(Stored items)
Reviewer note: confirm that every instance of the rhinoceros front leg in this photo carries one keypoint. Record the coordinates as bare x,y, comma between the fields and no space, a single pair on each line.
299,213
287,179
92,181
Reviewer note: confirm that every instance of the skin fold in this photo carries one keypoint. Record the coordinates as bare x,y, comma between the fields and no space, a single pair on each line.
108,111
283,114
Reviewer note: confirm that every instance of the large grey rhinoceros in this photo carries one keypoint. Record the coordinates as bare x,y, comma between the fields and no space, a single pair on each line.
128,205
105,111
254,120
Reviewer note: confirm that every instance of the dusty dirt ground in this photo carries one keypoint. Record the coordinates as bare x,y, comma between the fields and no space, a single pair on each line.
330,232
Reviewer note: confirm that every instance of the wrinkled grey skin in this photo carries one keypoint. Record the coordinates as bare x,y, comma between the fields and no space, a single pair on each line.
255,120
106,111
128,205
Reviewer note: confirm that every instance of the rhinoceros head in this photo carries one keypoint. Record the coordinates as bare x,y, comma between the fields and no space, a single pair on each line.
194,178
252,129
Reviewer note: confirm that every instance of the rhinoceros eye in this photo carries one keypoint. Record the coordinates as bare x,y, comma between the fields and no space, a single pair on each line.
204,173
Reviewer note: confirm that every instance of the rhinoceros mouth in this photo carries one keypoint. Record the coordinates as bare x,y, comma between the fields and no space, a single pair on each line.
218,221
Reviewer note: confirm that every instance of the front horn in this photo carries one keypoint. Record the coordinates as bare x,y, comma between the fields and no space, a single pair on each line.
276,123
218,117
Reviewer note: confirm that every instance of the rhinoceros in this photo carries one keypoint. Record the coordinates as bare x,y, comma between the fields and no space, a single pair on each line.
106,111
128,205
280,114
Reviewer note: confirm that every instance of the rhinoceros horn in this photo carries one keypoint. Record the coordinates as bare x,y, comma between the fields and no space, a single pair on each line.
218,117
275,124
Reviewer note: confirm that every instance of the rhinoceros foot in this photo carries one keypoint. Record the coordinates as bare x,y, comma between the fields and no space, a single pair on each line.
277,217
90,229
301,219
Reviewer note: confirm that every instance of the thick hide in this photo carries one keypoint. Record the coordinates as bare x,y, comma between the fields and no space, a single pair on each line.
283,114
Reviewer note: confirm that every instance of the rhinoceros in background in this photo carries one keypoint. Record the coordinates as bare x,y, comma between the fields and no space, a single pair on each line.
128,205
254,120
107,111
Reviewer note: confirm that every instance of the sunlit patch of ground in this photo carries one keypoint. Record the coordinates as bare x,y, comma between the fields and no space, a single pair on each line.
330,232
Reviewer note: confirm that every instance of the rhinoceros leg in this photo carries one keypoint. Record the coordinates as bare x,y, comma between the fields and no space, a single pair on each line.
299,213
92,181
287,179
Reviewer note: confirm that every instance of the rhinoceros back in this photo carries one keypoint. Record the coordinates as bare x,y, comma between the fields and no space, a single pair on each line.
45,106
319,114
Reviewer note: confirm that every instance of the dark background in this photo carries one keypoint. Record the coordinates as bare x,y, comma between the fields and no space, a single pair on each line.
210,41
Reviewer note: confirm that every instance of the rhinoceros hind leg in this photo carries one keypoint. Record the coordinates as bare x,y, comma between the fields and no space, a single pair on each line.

**Required action**
Every entry shown above is to be written out exactly.

**Written response**
Reviewer note: confirm that every instance of the rhinoceros front leg in this photo carries one keypoint. Record the coordinates as bare x,y, comma between the fields and no space, a single pair on each line.
299,213
287,179
92,181
Reviewer note: confirm that every instance of the skin fold in this photo carries one keypoint. Record the coordinates as bare x,y, comma between the fields and no space, a single pair on each line.
108,111
283,114
Reviewer note: confirm that every instance of the large grey rhinoceros in this photo carries one keypoint. Record the coordinates as bare x,y, comma between the fields and no space, a single pair on each line.
128,205
105,111
254,120
Reviewer note: confirm that every instance of the dusty dirt ground in this photo carries one keypoint. Record the coordinates as bare x,y, comma between the fields and no space, a single pair on each line.
330,232
Reviewer note: confirm that every instance of the wrinkled grey skin in this photo carries one keypoint. Record the coordinates as bare x,y, comma between the fields and no space, a single pair on each line.
255,120
106,111
128,205
Reviewer note: confirm that every instance of the rhinoceros head in this photo carries one keypoint. Record the coordinates as bare x,y, comma between the fields and no space, a single pair on each line.
194,178
252,129
Reviewer note: confirm that every instance of the rhinoceros eye in this photo carries one keypoint. Record the coordinates as bare x,y, comma between the fields and no space, a single pair on each line.
204,173
Reviewer note: confirm that every instance of the rhinoceros mouth in this photo carries one keypoint. Record the coordinates as bare x,y, comma between the fields and no space, a single pair on each line.
218,221
Reviewer note: confirm that every instance of the front horn in this photo carries one keypoint. Record the coordinates as bare x,y, comma between the fields and no space, a single pair on each line.
276,123
218,117
Reviewer note: confirm that every instance of the rhinoceros in this photo carries one keypoint. Record the coordinates as bare x,y, comma between the fields and no space, a single pair on each line.
106,111
128,205
280,114
Reviewer note: confirm that every instance of the rhinoceros horn in this photo carries one keypoint. Record the coordinates as bare x,y, comma between the fields and no space, a single pair on each line.
218,117
275,124
Reviewer note: confirm that every instance of the rhinoceros foot in this photo carries one keypoint. Record the coordinates as bare x,y, comma between the fields and no space, a single pair on each line.
277,217
90,229
301,219
Reviewer note: confirm that every instance of the thick hide in this photo carries one keypoint. Record the coordinates as bare x,y, comma between the fields and no space, a single pair on each line.
283,114
Reviewer note: confirm that every instance of the rhinoceros in background in this photo carries one keypoint. Record the coordinates as bare x,y, comma between the fields and no space, a single pair on each line.
128,205
254,120
107,111
Reviewer note: confirm that every instance of the sunlit patch of ground in this photo carries one keypoint. Record the coordinates as bare x,y, comma between the fields and no space, a single pair on each line.
330,232
Reviewer note: confirm that every instance of the rhinoceros leg in this photo carries one keypoint. Record the coordinates as bare x,y, comma between the fields and no space, a single pair on each line.
299,213
92,181
287,179
Reviewer note: confirm that every instance of the rhinoceros back in this photo carries one keypoint. Record the coordinates as bare x,y, comma between the fields and no space, a single pair on each line.
45,106
319,114
Reviewer note: confirm that every instance of the dark background in this photo carries one keypoint. Record the coordinates as bare x,y, comma between the fields and no space, a single pair on each line.
210,41
Reviewer note: confirm that every instance of the rhinoceros hind leg in this photo carries one keypoint. Record the coordinates as bare x,y, comma between the fields and no space, a single pair on each line.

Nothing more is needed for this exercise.